EXERCISE PROMPT
How many lines in the records below contain the word "stabilizer"? Count them and reply with the number alone.

MATERIAL
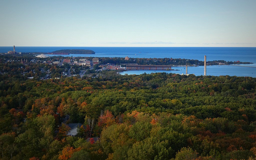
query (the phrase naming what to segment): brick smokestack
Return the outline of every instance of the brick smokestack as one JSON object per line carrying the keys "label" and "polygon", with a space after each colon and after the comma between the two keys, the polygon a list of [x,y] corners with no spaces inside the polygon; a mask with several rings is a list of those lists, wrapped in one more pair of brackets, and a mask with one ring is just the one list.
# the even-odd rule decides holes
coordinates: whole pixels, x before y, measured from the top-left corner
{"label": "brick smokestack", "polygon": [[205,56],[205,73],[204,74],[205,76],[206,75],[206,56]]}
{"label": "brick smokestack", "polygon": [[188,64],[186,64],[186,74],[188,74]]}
--
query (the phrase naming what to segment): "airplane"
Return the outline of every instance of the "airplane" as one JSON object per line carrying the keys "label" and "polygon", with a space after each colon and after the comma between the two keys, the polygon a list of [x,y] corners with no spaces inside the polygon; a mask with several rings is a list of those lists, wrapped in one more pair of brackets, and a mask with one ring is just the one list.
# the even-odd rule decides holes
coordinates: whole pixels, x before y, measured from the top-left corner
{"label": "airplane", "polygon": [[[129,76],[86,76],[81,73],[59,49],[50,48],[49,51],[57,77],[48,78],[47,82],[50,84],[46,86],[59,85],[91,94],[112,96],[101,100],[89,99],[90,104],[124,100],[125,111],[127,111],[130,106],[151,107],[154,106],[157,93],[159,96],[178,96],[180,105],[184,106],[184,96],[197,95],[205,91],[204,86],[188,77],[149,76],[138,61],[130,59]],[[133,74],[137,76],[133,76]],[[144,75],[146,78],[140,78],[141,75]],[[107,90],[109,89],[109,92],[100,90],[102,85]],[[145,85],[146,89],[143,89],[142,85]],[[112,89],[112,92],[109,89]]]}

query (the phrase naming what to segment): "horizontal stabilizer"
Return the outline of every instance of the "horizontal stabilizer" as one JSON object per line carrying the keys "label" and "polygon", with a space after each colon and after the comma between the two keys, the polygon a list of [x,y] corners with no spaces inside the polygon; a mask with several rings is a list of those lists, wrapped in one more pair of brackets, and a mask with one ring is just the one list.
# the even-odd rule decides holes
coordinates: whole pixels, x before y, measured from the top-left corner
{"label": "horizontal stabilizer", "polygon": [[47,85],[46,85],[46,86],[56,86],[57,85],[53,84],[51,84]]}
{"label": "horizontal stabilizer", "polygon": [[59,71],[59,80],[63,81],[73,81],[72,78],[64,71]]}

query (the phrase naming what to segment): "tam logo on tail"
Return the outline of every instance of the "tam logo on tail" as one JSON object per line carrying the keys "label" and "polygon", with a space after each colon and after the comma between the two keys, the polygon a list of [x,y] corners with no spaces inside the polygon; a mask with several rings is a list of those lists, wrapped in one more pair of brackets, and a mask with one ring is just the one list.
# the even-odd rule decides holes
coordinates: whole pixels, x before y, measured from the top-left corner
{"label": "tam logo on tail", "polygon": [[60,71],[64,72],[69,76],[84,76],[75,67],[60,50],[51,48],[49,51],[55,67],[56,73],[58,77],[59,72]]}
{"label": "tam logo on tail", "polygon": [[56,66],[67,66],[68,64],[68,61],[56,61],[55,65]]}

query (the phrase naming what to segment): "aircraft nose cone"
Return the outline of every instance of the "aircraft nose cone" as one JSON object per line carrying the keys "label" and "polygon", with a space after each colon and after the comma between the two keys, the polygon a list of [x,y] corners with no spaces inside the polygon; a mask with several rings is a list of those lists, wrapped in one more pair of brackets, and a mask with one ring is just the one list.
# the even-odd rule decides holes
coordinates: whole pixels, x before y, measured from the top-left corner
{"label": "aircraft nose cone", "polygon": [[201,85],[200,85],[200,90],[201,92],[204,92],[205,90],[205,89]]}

RESULT OF THIS EXERCISE
4